┌─ DATASET EXTRACT

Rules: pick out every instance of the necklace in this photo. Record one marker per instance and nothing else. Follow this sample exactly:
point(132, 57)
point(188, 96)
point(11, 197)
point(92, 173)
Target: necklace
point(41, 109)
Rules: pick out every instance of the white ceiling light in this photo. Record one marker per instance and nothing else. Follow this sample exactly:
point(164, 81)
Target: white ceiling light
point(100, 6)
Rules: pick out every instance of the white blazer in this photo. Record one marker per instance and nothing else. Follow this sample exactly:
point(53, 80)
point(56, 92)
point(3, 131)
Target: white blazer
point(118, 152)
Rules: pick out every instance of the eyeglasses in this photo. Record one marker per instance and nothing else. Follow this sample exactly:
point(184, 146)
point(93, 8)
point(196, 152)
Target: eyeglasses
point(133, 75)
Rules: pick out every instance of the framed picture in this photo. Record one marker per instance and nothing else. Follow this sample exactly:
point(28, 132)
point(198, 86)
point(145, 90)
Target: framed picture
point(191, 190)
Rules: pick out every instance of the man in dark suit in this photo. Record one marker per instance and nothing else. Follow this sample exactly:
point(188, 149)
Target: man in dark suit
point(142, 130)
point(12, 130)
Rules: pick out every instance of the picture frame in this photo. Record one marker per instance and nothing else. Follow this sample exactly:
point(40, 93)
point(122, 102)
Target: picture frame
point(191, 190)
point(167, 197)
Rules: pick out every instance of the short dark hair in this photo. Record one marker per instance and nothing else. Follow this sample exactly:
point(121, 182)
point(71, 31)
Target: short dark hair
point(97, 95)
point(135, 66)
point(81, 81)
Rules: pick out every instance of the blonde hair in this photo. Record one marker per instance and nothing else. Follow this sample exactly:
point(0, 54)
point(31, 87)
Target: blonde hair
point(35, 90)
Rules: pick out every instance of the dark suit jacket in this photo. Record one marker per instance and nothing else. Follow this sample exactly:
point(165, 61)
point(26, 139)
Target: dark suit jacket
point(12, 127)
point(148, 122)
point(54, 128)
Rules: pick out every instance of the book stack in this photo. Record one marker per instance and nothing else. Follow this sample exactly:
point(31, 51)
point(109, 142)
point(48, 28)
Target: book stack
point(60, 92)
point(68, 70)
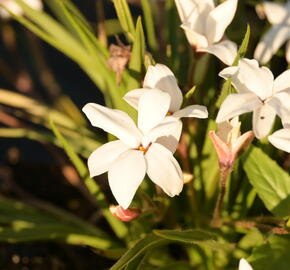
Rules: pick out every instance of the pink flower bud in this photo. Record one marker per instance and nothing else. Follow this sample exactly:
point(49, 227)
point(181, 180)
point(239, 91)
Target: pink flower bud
point(228, 142)
point(125, 215)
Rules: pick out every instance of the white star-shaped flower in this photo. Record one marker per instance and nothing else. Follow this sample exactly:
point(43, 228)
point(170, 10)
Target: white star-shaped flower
point(278, 15)
point(257, 92)
point(160, 79)
point(204, 26)
point(16, 9)
point(137, 152)
point(244, 265)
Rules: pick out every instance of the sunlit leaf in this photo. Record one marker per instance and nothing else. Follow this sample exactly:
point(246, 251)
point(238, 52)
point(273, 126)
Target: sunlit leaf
point(270, 181)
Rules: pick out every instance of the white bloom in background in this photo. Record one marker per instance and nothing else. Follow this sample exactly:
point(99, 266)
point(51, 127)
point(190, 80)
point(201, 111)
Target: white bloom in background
point(205, 25)
point(281, 138)
point(160, 78)
point(278, 15)
point(244, 265)
point(16, 9)
point(259, 93)
point(136, 153)
point(228, 142)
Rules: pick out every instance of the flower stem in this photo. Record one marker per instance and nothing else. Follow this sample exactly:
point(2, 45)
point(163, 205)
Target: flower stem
point(216, 220)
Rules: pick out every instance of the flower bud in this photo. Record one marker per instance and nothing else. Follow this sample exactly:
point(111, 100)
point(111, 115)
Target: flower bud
point(125, 215)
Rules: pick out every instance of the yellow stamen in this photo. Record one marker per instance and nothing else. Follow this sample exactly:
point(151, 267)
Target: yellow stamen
point(141, 148)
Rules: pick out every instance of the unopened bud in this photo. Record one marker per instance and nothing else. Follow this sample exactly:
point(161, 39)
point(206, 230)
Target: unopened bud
point(187, 178)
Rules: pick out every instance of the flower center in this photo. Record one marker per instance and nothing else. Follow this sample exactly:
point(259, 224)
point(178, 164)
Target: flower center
point(143, 149)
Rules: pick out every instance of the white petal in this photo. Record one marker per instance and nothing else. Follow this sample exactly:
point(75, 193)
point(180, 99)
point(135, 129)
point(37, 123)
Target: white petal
point(102, 158)
point(280, 102)
point(282, 82)
point(287, 51)
point(115, 122)
point(226, 51)
point(132, 97)
point(164, 170)
point(125, 175)
point(197, 111)
point(236, 104)
point(219, 19)
point(276, 12)
point(186, 9)
point(281, 139)
point(271, 42)
point(152, 109)
point(263, 119)
point(244, 265)
point(167, 133)
point(228, 72)
point(161, 77)
point(194, 38)
point(258, 80)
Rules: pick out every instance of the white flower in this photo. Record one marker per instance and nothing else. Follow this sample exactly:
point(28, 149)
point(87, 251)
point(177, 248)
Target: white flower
point(257, 92)
point(204, 26)
point(278, 15)
point(228, 141)
point(158, 79)
point(281, 138)
point(244, 265)
point(136, 153)
point(16, 9)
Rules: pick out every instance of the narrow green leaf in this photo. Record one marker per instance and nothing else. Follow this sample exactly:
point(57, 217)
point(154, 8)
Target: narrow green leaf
point(149, 23)
point(197, 237)
point(24, 223)
point(244, 46)
point(125, 17)
point(270, 181)
point(149, 242)
point(137, 57)
point(227, 86)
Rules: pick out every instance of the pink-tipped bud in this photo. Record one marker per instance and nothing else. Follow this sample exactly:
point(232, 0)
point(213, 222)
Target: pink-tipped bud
point(228, 142)
point(125, 215)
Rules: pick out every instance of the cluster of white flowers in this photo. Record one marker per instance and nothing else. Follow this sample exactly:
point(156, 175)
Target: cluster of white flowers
point(258, 92)
point(147, 148)
point(205, 24)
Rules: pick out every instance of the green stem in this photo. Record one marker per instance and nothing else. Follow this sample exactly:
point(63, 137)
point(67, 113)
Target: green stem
point(216, 220)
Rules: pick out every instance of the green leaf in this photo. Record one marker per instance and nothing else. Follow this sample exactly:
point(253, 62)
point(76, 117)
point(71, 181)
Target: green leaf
point(244, 46)
point(119, 228)
point(149, 242)
point(149, 23)
point(23, 223)
point(272, 255)
point(137, 58)
point(197, 237)
point(227, 86)
point(125, 17)
point(270, 181)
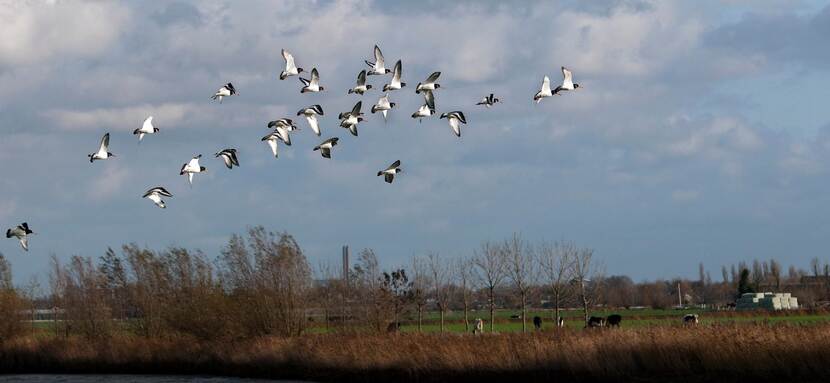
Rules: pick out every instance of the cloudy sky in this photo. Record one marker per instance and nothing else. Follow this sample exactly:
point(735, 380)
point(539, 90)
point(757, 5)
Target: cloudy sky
point(702, 134)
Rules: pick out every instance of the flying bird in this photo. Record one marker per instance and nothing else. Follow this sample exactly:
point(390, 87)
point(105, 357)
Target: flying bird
point(428, 108)
point(429, 84)
point(488, 101)
point(103, 150)
point(312, 85)
point(271, 140)
point(396, 83)
point(389, 173)
point(378, 67)
point(226, 90)
point(361, 86)
point(192, 168)
point(311, 114)
point(21, 232)
point(146, 128)
point(544, 92)
point(567, 82)
point(290, 68)
point(383, 106)
point(349, 120)
point(325, 147)
point(229, 157)
point(455, 118)
point(155, 195)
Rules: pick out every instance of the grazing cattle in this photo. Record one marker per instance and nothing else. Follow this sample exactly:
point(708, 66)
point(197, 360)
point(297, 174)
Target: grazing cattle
point(393, 327)
point(690, 319)
point(478, 327)
point(595, 322)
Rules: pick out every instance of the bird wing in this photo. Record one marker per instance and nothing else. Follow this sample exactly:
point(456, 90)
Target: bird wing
point(356, 109)
point(378, 58)
point(429, 98)
point(567, 78)
point(105, 142)
point(396, 74)
point(312, 122)
point(433, 77)
point(315, 77)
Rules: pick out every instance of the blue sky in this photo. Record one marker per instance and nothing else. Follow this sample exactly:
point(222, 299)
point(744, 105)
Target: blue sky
point(702, 134)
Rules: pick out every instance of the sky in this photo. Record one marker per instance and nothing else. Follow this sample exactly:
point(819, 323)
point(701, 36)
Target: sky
point(701, 131)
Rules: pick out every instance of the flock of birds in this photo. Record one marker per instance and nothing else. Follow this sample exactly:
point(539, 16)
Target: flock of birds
point(283, 127)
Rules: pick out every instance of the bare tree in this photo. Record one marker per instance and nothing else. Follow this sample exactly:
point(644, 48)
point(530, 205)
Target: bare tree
point(463, 275)
point(490, 270)
point(587, 274)
point(440, 274)
point(521, 269)
point(556, 261)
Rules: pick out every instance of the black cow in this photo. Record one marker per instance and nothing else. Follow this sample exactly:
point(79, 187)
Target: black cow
point(537, 322)
point(595, 322)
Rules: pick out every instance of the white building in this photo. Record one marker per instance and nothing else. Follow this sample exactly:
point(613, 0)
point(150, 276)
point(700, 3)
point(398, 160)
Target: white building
point(767, 301)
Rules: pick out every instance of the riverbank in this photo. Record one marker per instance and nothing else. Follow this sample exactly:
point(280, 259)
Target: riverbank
point(705, 353)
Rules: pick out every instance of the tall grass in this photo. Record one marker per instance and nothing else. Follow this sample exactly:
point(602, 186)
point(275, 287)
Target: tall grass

└─

INSTRUCTION: Please copy the lines between the one containing "Rules: pick out every instance of the sunlit" and the one containing "point(143, 149)", inclusive, from the records above, reproducing each line exactly as it appears.

SOLUTION FOR THIS PROBLEM:
Rules: pick out every instance of the sunlit leaf in this photo. Record one marker per instance and nothing else. Follow this sample exactly:
point(246, 251)
point(238, 52)
point(273, 126)
Target: sunlit leaf
point(270, 181)
Rules: pick out every instance of the white bloom in background in this photo. Record one marker per instance and nothing else. Follow this sample exactly:
point(99, 266)
point(51, 127)
point(190, 80)
point(201, 111)
Target: white bloom in background
point(205, 25)
point(281, 138)
point(160, 78)
point(278, 15)
point(244, 265)
point(16, 9)
point(259, 93)
point(136, 153)
point(228, 142)
Rules: pick out every instance of the flower stem in this photo. Record one marker per instance and nothing else. Follow this sample exactly:
point(2, 45)
point(163, 205)
Target: flower stem
point(216, 220)
Rules: pick out every instance of the flower bud in this photo. Record one marker per instance and nothing else. Follow this sample exactly:
point(111, 100)
point(111, 115)
Target: flower bud
point(125, 215)
Rules: pick out every instance of the yellow stamen in this photo. Record one marker per instance and nothing else. Follow this sample exactly:
point(151, 267)
Target: yellow stamen
point(141, 148)
Rules: pick out every instance of the unopened bud in this photo. Record one marker per instance and nothing else. Follow this sample exactly:
point(161, 39)
point(206, 230)
Target: unopened bud
point(187, 178)
Rules: pick out every instance of the flower center in this photo. Record one marker per instance and nothing else. Follow this sample exactly:
point(259, 224)
point(178, 164)
Target: flower center
point(143, 149)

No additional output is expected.